» **Text section**
Rekindle The Friendship

Consider the reasons for the falling out
Think about why you and your friend drifted apart in the first place. Was she being a toxic friend, a bad influence or was there some other conflict that made you decide you were better off not being her mate? Or vice-versa? Or was it simply a case of both of you having busy lives with too much to do and not enough free time to catch up? You need to decide if a rekindling of the friendship will be beneficial to both of you. There's no point getting involved with a friend who doesn't have your best interests at heart. Will she make your life better and treat you well? If the answer is yes, it's worth a shot, but if not then you may need to realise it's not worth getting hurt again.
In addition, you should also consider whether your friend would be interested in reconnecting. If too many harsh words were spoken, she may not feel it's possible to go back to being friends again, as you once were.
Get in touch
If you decide you really do want to get in contact with your old friend again, you have a few options:
Find her online - A brief email or Facebook message could be a good way to test the waters while still giving your friend the option to accept or decline. Let her know you've been thinking about her and that you'd love to reconnect again. If you haven't seen your friend for a long time and can't find her on Facebook, you might be better off searching for internet groups such as her old school, university or reunion websites.
Pick up the phone - If you can't locate her on the internet, get out the trusty old phonebook and search for her (or even her parents) in there. Keep your phone chat short and sweet, and be sure to let her know that you've missed her and would like to meet up again. Picking up the phone and making the first move can be scary, but is usually worth it.

» **Available data**
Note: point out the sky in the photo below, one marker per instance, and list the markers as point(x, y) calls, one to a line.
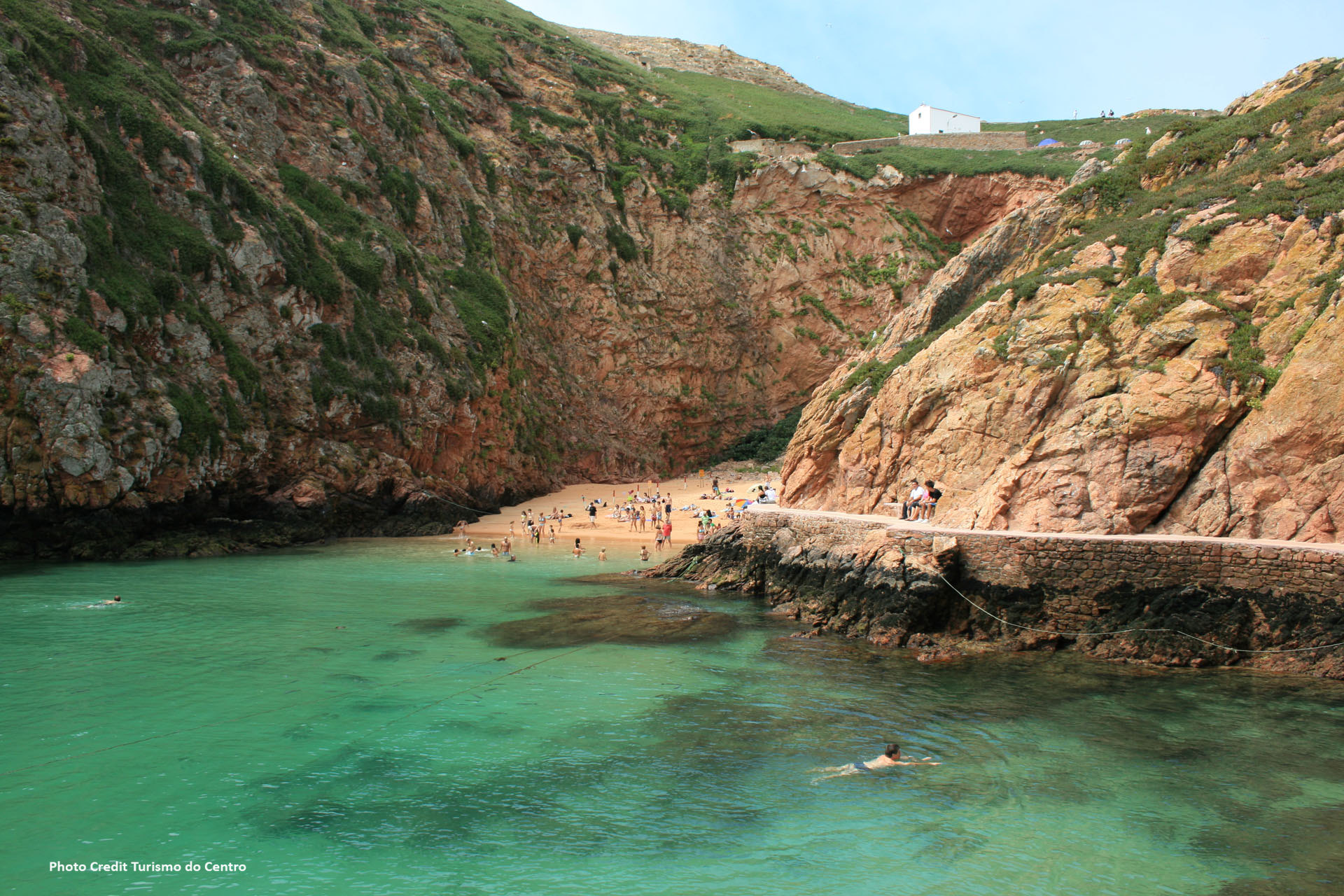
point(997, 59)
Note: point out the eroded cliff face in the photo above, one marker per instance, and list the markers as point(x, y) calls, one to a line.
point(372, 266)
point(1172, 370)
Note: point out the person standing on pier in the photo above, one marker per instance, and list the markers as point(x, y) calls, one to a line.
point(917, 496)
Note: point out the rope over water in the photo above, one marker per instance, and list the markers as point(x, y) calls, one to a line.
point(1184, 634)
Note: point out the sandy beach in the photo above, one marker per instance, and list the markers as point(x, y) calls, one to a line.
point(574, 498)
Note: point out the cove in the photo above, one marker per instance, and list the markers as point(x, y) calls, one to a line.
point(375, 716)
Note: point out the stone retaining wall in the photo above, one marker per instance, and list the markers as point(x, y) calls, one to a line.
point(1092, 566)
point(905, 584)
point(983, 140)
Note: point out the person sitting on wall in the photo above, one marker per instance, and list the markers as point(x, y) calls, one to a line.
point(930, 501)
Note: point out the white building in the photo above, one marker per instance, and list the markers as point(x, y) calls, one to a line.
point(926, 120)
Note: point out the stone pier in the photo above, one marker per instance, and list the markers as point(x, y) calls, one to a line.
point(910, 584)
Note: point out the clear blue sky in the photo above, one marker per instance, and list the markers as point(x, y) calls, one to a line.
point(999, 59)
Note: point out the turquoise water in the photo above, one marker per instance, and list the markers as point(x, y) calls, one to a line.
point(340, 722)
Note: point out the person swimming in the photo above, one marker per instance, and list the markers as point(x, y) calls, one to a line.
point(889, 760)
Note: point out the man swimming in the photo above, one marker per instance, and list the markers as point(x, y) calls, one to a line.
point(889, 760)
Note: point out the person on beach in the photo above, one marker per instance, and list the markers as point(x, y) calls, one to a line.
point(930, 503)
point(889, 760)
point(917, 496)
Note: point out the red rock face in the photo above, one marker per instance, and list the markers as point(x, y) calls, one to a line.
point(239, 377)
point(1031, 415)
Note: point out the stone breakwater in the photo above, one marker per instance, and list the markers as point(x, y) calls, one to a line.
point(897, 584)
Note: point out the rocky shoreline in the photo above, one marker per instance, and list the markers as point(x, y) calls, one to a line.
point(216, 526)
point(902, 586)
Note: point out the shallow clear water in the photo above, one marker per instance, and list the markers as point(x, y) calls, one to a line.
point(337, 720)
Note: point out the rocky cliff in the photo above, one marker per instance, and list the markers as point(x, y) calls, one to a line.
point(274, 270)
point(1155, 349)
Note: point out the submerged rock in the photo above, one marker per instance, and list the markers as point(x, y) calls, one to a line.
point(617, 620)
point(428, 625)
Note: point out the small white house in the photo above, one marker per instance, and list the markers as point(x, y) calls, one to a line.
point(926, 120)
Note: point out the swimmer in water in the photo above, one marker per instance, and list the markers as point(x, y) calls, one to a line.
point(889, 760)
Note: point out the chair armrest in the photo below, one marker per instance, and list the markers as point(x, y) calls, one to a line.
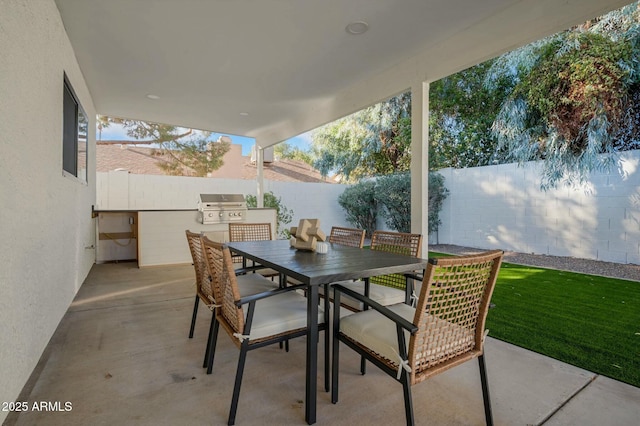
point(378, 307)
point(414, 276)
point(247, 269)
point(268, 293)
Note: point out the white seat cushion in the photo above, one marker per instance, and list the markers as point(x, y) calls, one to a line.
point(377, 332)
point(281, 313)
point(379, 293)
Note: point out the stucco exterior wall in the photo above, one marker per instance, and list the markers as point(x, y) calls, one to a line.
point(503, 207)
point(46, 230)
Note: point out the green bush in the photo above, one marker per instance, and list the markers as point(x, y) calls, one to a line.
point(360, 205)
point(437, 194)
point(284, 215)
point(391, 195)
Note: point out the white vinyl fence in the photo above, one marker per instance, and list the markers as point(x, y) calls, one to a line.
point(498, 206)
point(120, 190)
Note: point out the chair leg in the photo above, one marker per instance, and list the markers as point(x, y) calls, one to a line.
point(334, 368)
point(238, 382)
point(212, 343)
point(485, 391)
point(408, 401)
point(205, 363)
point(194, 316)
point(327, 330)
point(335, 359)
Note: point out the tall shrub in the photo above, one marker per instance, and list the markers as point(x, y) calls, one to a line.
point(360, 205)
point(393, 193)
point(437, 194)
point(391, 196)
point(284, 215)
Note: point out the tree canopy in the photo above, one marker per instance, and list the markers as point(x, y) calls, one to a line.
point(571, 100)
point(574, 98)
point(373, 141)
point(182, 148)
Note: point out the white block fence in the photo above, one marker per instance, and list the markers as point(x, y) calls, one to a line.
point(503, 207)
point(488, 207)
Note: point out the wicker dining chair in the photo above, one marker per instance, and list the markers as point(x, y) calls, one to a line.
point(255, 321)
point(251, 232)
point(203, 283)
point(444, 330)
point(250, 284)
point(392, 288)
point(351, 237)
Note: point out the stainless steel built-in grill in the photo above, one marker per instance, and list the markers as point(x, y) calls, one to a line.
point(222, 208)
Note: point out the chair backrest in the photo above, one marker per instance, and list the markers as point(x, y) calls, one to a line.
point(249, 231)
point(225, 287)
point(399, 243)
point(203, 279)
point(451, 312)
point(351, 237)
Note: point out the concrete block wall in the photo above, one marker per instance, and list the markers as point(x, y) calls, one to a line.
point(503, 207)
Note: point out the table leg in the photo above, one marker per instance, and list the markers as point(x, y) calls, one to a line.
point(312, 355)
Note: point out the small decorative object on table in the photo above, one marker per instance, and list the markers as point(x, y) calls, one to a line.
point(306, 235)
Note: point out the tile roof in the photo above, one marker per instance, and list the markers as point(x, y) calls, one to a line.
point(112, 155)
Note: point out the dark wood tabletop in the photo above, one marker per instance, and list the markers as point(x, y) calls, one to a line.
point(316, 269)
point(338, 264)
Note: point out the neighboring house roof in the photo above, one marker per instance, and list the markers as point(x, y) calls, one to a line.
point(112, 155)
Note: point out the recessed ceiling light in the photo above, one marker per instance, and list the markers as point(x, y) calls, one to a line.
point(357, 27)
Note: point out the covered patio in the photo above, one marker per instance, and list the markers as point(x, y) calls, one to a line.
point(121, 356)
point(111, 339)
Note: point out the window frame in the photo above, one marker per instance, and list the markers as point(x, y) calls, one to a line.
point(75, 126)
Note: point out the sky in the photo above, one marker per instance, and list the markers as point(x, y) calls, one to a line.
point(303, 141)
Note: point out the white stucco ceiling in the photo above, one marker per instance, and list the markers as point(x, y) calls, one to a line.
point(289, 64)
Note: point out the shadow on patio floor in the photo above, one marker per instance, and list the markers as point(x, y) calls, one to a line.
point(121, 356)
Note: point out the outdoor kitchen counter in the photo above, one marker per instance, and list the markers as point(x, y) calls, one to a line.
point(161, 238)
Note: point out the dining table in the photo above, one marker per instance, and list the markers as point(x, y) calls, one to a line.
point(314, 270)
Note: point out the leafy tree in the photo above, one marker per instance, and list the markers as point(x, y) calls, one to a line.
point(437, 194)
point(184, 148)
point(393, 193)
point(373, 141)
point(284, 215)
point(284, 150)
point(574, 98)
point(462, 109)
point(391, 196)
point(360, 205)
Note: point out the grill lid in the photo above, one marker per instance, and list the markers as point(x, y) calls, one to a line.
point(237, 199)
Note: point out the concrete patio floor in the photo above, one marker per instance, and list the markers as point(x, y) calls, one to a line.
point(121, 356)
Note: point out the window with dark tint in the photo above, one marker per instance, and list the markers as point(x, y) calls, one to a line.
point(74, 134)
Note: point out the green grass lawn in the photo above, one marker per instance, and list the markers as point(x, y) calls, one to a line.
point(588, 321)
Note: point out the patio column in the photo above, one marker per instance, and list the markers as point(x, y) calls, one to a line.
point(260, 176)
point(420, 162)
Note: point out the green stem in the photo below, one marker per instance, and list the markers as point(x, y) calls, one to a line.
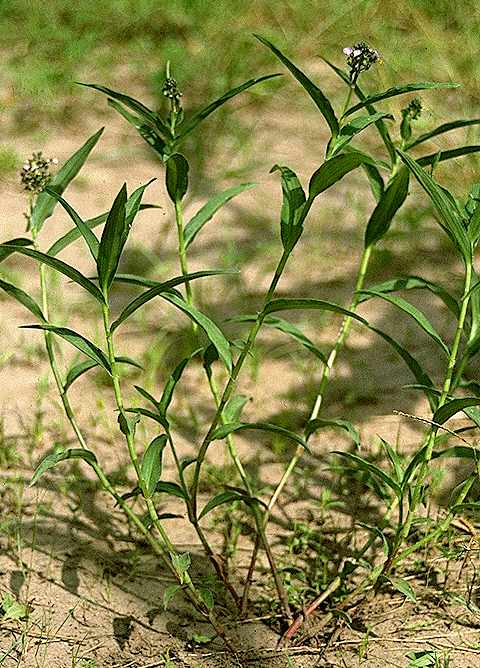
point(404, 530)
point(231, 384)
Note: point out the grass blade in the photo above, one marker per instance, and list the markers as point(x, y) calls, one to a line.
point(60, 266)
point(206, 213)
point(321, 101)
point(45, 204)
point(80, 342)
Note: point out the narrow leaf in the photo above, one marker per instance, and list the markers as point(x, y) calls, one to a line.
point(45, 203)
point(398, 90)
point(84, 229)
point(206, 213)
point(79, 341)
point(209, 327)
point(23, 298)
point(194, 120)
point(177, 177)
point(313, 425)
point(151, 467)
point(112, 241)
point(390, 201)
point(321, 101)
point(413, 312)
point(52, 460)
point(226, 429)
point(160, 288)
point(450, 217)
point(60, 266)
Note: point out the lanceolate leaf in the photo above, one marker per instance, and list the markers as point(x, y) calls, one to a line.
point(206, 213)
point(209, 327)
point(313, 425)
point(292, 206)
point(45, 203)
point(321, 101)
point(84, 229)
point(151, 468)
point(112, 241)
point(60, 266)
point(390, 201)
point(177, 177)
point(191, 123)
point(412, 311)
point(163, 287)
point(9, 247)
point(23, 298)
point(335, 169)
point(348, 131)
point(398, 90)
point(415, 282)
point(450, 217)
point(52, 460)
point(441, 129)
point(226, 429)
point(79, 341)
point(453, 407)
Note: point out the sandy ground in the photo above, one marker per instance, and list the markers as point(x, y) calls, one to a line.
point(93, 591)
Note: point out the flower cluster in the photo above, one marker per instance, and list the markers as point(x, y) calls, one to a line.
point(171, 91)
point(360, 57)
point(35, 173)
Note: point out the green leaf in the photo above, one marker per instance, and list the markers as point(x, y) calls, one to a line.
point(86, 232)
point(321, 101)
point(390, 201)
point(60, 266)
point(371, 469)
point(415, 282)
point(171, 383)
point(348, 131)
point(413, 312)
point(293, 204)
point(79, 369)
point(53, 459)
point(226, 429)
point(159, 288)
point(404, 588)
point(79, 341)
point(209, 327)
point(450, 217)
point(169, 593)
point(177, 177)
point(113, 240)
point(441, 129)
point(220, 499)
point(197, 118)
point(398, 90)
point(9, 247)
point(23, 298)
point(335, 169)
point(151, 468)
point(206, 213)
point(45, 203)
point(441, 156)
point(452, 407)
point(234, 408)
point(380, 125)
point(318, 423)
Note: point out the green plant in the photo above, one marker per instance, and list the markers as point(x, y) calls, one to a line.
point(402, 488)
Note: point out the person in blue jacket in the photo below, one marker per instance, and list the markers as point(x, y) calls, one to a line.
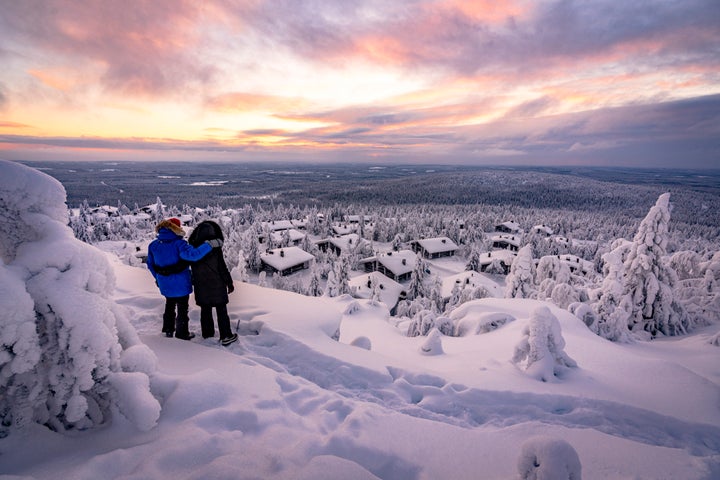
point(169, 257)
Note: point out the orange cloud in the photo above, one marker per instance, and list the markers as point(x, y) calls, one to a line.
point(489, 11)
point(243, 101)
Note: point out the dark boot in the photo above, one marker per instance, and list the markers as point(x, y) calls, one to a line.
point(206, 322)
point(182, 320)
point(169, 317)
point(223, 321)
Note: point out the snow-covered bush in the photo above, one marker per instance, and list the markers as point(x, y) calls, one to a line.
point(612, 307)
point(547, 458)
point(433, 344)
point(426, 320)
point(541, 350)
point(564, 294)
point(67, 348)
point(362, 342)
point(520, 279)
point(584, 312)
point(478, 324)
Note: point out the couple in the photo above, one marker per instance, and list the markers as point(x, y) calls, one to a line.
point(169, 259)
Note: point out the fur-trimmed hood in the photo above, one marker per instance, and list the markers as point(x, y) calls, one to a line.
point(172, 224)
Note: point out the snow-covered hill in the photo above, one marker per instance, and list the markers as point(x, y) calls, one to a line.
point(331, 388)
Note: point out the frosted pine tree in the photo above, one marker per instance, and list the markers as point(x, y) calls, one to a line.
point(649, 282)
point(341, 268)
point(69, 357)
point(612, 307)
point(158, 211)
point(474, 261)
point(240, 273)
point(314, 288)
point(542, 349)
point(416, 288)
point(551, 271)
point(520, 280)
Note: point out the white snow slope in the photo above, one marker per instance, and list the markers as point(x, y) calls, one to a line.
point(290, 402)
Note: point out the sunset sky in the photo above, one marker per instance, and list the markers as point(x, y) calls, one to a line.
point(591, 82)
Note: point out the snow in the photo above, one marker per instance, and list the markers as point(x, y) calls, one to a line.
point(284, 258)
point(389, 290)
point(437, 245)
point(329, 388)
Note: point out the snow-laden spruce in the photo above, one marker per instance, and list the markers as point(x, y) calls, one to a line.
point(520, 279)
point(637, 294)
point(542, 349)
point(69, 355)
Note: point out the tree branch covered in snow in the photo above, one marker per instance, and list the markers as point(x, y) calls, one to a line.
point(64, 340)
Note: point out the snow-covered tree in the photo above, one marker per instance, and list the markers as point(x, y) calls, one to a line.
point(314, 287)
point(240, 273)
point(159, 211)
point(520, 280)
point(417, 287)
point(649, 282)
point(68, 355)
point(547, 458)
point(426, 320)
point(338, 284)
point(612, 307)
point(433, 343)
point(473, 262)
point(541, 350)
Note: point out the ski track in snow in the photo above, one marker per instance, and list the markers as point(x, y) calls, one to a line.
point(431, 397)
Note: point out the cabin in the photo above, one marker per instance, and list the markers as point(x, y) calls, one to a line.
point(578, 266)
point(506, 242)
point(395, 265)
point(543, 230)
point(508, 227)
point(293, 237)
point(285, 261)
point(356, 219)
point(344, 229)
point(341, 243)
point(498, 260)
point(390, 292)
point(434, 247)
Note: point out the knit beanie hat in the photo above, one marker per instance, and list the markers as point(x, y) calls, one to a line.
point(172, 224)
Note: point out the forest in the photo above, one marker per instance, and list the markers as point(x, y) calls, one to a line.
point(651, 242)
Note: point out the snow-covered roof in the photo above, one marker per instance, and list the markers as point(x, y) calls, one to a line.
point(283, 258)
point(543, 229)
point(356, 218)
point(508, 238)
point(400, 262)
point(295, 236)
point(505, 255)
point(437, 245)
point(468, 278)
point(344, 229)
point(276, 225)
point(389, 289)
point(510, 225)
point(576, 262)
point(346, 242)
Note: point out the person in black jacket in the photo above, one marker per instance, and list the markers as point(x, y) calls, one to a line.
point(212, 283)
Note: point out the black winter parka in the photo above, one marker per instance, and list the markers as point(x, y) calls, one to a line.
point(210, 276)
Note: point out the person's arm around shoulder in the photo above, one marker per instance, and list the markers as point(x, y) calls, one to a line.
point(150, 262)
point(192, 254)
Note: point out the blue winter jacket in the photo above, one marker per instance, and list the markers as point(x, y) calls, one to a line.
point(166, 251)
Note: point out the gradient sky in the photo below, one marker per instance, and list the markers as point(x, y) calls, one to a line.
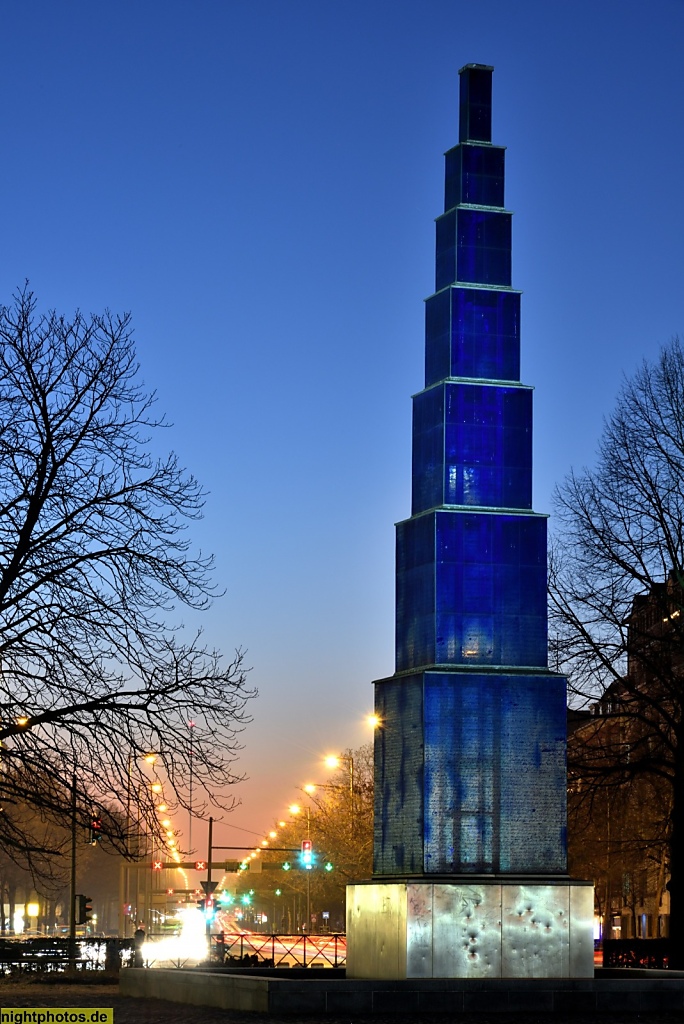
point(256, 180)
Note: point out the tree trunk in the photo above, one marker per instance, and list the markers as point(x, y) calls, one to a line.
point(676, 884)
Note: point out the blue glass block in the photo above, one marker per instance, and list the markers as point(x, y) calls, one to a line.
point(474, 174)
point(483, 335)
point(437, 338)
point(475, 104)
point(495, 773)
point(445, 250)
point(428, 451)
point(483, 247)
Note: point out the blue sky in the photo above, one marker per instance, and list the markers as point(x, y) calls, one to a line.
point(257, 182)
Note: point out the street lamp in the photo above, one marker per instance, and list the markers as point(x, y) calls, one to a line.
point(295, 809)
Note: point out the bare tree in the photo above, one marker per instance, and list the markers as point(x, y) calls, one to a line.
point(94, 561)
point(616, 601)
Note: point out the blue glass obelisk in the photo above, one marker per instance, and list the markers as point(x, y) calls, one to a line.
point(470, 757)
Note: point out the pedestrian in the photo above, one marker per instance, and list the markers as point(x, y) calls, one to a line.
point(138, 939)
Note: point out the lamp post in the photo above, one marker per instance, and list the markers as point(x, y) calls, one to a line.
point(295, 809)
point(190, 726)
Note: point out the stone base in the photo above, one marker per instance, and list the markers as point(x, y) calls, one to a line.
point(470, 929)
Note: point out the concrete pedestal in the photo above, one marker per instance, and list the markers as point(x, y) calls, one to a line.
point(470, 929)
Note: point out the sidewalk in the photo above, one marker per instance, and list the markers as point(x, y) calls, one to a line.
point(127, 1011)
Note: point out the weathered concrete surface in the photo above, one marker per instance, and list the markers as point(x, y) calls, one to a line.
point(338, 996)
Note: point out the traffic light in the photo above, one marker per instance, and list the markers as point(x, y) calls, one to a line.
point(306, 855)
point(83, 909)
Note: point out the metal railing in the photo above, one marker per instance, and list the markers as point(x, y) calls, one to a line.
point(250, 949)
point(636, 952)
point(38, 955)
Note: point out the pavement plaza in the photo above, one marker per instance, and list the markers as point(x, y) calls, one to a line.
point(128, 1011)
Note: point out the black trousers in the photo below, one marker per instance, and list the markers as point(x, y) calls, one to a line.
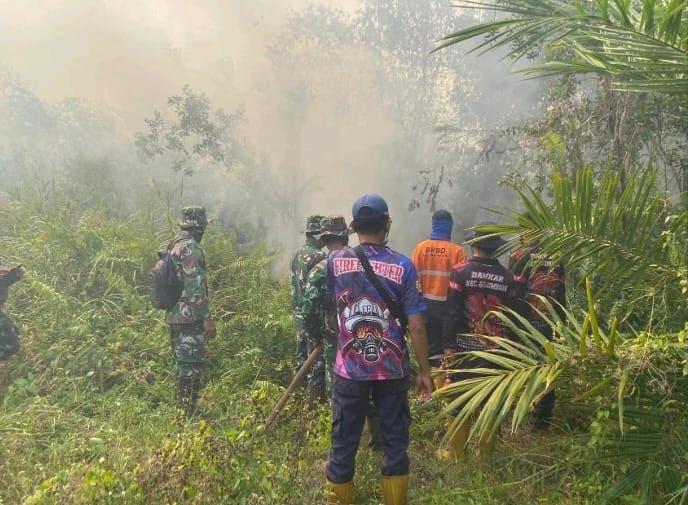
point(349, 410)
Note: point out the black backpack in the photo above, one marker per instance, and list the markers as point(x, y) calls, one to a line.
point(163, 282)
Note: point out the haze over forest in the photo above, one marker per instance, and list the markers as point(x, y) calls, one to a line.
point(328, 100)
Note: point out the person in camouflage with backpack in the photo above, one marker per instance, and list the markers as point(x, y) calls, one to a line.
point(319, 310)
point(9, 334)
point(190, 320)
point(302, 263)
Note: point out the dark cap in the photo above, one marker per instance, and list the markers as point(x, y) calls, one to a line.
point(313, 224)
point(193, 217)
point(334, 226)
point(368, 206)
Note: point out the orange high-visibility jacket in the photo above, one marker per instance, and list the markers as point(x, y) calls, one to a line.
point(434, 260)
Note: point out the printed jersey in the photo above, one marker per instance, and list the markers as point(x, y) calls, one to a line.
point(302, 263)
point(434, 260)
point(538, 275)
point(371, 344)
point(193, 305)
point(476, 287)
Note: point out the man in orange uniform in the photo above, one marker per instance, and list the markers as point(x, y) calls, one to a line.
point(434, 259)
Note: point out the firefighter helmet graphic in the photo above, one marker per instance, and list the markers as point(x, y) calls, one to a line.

» **Exercise**
Can you carry the guide on rekindling a friendship forward from its last sentence, the one about picking up the phone?

» **Answer to this problem**
Meet up - Start small and make a plan to meet up for a coffee, lunch or a movie. If you both have children, you could even take them on a fun group outing together, like to the park, beach or pool. This will help take the pressure off the conversation and will make the reunion more light-hearted.
Deal with the conflict
If the two of you had a falling out that you need to discuss to move on with the friendship, gently raise the subject and suggest you speak about it at some point. Be open to her views and listen to her thoughts and opinions without jumping in with your own argument. Reconciliation is two-sided, so ensure you both have a chance to share your thoughts. Accept your role in the conflict and look for a solution, rather than trying to pin the blame on someone.
If your friend decides that she can't move on, accept and respect her decision and give her space. Just like with a relationship breakdown, it's important to be thankful for what you did have, and try to move on. You can't change how someone else thinks or feels; you can only learn to accept their decision.
Keep it up
Now that you've reconnected, make an effort to keep up the friendship. No matter how busy you get, schedule regular catch-ups in your diary and mark them in as you would for important work meetings. Even a phone call once a week is better than nothing. Respect the friendship: be open and honest and be a good, supportive friend.